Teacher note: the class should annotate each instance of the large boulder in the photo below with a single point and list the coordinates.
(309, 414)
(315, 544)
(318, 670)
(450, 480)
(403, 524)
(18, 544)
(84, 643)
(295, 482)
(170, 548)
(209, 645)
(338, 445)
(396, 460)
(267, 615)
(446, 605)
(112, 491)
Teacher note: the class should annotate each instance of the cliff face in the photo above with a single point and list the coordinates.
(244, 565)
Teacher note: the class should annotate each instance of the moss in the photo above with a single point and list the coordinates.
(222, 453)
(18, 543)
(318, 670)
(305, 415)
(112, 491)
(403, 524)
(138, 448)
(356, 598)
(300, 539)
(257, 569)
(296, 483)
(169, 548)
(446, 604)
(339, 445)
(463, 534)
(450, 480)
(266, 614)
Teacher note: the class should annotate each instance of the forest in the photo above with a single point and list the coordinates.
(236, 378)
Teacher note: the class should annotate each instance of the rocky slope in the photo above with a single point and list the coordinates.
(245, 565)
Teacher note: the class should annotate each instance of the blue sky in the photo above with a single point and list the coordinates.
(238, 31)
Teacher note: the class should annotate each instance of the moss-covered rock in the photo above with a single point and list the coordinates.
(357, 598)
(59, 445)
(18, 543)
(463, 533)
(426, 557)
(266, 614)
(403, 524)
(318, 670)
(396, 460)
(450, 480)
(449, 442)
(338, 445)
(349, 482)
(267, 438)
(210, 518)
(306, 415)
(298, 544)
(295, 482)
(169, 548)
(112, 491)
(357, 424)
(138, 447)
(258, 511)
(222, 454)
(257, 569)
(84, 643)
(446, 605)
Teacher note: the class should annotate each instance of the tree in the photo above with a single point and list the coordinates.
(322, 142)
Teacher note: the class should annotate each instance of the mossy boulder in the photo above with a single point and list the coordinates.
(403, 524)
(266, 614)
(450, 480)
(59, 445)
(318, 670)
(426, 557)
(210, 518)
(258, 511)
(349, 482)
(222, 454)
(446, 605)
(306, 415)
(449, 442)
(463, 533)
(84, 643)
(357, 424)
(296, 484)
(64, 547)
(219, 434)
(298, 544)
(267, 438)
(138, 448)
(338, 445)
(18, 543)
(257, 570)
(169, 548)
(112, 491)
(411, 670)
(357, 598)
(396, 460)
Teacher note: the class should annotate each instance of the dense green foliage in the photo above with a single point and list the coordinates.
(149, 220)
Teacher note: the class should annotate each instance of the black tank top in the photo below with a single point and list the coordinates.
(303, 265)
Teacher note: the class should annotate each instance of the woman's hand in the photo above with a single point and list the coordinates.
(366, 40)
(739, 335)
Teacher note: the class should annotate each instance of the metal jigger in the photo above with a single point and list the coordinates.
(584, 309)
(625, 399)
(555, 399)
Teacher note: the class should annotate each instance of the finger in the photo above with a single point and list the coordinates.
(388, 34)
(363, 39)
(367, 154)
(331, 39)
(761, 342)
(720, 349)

● ● ●

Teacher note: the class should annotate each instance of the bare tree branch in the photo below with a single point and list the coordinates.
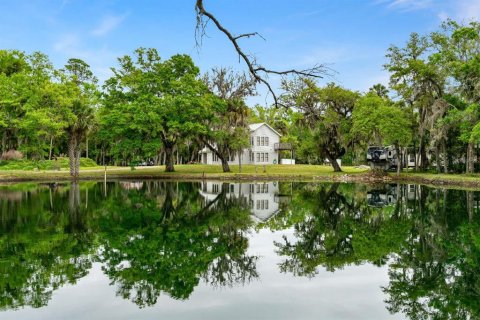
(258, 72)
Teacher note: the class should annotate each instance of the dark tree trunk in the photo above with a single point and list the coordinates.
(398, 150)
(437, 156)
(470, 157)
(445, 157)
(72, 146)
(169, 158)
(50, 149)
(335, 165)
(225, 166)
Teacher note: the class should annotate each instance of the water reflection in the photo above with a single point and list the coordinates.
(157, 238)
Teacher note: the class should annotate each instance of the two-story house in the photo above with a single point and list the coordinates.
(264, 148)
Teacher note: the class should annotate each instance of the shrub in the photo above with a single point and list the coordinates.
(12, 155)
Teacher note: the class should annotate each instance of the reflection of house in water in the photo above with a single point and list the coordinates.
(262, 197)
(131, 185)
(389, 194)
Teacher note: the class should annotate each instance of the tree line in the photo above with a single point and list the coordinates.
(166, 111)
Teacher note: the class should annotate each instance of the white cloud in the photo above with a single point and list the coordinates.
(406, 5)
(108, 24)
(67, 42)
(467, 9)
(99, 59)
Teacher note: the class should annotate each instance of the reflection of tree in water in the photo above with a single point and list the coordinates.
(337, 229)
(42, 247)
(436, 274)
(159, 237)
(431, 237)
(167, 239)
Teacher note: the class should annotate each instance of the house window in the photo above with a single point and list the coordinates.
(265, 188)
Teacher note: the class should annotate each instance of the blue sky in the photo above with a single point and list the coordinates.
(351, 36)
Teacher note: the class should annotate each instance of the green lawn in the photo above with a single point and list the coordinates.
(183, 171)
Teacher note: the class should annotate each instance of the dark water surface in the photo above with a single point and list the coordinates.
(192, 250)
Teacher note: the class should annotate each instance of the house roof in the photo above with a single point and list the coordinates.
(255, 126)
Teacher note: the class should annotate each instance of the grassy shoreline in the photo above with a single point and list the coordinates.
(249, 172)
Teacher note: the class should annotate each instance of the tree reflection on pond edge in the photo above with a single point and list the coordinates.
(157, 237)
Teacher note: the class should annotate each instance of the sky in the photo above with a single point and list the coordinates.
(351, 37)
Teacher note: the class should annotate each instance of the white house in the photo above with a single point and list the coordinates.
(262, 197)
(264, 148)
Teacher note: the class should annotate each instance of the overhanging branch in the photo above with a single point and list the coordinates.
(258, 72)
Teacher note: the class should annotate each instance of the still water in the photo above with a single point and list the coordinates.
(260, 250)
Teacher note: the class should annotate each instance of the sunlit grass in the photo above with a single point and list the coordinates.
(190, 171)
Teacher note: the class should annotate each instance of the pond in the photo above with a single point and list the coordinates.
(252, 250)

● ● ●

**INSTRUCTIONS FOR THE TASK:**
Pick out and copy every line of the data above that contains the word "pond", treating uppercase and lowercase letters as different.

**FINISHED ANSWER:**
Teacher note: the class should annotate each instance of the tree reflection on pond edge in the photo above with a single point and list the coordinates.
Teacher note: the class should annotate each instance of the pond in the photo above with a single point and list the coordinates.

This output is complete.